Samstag, 10. Juli 2021

Motomanie

VW-Käfer 1952, Degussa Feinsilber 999, Sammlung und Foto: Jürgen Schwalm

 

Jürgen Schwalm

Motomanie

Die Liebe zum Auto ist epidemisch; man könnte von grassierender Motomanie sprechen.

Bis zur Haustür zu fahren, genügt nicht mehr. Am besten parkt man auf dem Bettvorleger und landet mit dem Schleudersitz direkt in der Falle beziehungsweise umgekehrt: vom Wasserbett wieder hinterm Steuer.

Bloß keine Eigenbewegung. Die Hauptsache, das Auto fährt aus, damit sich der Motor freut vom Start bis zum Schrott.

________________________

Die Aufgabe
Bearbeiten Sie im Text über die Motomanie den Abschnitt von „VW-Käfer 1952, Degussa“ bis „grassierender Motomanie sprechen.“, indem Sie „Liebe“ durch „Leidenschaft“ ersetzen.

Gespeicherte Einträge
________________________

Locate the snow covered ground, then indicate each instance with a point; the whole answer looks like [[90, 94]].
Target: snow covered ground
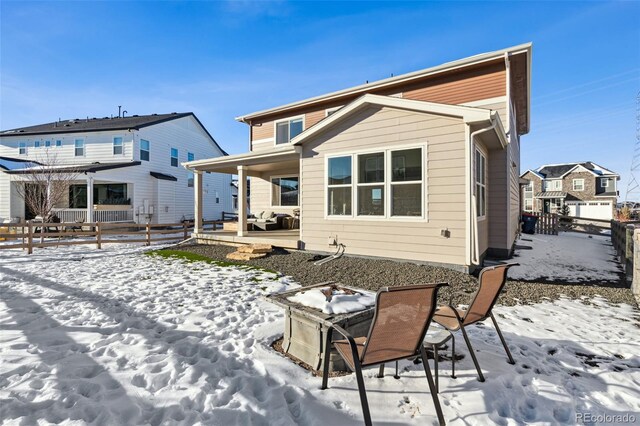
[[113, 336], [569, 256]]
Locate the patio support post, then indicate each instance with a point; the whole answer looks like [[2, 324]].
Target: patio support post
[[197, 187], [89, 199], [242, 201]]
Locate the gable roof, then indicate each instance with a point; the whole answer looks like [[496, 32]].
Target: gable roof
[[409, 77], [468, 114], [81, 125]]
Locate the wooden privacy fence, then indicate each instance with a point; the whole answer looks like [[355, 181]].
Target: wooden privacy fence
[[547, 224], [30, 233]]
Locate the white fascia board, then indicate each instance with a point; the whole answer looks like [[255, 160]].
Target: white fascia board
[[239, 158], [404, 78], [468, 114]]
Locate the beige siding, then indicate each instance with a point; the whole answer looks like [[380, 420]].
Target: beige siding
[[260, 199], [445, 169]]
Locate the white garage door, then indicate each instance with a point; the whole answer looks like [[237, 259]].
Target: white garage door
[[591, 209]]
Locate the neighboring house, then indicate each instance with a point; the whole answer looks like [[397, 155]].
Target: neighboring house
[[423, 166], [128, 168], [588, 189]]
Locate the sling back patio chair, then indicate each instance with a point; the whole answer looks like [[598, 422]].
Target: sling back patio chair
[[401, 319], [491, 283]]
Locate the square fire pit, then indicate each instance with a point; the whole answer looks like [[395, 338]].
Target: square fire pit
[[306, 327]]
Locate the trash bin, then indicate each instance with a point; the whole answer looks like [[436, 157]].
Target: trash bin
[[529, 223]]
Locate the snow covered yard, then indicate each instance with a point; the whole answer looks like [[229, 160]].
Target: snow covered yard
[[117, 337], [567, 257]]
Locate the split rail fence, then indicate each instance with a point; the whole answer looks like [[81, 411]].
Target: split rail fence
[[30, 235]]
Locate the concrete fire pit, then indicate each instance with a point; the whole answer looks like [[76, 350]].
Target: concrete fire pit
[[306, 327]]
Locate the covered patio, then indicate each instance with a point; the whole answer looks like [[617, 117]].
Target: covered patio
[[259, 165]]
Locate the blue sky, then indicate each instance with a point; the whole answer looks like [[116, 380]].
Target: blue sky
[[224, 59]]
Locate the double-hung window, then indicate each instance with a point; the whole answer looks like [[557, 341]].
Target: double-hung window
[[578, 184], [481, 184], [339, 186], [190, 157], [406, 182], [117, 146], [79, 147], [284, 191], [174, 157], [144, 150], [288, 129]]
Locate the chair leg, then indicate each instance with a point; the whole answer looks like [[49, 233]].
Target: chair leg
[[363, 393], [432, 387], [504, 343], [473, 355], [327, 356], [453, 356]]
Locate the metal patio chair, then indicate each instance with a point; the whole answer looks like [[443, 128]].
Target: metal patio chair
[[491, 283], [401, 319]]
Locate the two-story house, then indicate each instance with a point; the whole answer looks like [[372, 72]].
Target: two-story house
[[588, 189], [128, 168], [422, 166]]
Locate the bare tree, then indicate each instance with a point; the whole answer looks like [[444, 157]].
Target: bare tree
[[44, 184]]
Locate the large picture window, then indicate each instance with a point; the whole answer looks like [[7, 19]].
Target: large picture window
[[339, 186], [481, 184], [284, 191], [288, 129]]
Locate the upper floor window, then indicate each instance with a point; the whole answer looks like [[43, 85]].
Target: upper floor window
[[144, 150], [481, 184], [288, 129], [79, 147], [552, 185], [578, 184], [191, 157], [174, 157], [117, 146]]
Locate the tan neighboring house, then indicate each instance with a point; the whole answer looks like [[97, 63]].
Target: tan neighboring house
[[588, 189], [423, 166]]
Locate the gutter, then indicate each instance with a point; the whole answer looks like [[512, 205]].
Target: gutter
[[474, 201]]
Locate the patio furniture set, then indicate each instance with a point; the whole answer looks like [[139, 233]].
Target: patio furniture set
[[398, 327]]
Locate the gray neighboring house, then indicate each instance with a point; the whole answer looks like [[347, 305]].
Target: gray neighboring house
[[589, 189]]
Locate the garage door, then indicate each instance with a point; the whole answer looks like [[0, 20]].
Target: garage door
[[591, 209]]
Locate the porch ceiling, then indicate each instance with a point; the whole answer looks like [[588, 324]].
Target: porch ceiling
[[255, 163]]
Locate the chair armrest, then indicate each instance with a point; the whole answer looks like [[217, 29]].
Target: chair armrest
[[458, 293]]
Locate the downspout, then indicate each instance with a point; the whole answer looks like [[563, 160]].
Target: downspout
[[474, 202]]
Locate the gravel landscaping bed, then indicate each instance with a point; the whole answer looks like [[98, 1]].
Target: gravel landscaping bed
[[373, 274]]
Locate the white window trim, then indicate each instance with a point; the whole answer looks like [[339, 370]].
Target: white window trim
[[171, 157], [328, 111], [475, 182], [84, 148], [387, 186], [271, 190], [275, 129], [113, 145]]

________________________

Schriftliche Antwort
VW-Käfer 1952, Degussa Feinsilber 999, Sammlung und Foto: Jürgen Schwalm

 

Jürgen Schwalm

Motomanie

Die Leidenschaft zum Auto ist epidemisch; man könnte von grassierender Motomanie sprechen.